• [Exercise prompt]: Output the listing below verbatim, line for line and in its original order, omitting the pictures.

* start *

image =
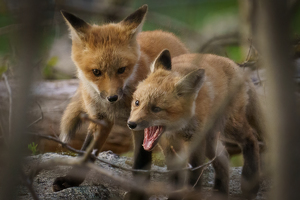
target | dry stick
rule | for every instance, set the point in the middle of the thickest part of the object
(96, 137)
(65, 145)
(40, 118)
(10, 102)
(124, 183)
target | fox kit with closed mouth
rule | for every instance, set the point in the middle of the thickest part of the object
(173, 105)
(110, 59)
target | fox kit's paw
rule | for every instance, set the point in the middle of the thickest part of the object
(64, 182)
(250, 188)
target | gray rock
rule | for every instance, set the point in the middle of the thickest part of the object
(100, 187)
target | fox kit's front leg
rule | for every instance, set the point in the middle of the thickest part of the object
(142, 160)
(77, 174)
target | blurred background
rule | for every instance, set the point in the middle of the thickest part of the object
(223, 27)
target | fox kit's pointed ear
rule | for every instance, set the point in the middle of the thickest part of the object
(134, 22)
(77, 26)
(191, 83)
(163, 61)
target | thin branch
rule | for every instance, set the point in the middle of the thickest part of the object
(40, 118)
(10, 101)
(28, 184)
(208, 163)
(231, 36)
(127, 184)
(65, 145)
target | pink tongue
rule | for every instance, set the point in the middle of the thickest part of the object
(150, 136)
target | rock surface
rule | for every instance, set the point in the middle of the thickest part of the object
(96, 187)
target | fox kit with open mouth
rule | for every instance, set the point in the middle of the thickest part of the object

* end *

• [Full answer]:
image =
target | dry stick
rule | for every instance, set the point in the middle of the thickest part of the object
(96, 137)
(65, 145)
(40, 118)
(10, 102)
(124, 183)
target | fox kit with closed mouth
rule | for every instance, set the point in the middle of the thickest part of the object
(173, 105)
(110, 59)
target | fox kit's paw
rule | for every instance, set the point in the middle of the thickest part of the object
(64, 182)
(250, 188)
target | gray rock
rule | for every instance, set the point in the middle of the thickest part of the object
(100, 187)
target | fox kit's front leg
rule | for every instance, set the point in the middle of the thickest part of the object
(142, 160)
(77, 174)
target | blurred background
rule | for every instance, set the point in the middle of the thickest part of the object
(223, 27)
target | fox kit's pointed ear
rule | for every instance, set the point in the middle of the thickest part of the object
(134, 22)
(77, 26)
(191, 83)
(163, 61)
target | thin branch
rule | for every instance, set the point in the middle of the thickest part of the object
(40, 118)
(10, 101)
(28, 184)
(208, 163)
(231, 36)
(127, 184)
(65, 145)
target | pink tongue
rule | for every instance, set the point in the middle of the thickest part of the object
(150, 136)
target | rock surface
rule | for every instance, set the point in the middle of the thickest part of the object
(96, 187)
target | fox kit with open mouth
rule | for every instance, set the point in the middle of the thickest part of the object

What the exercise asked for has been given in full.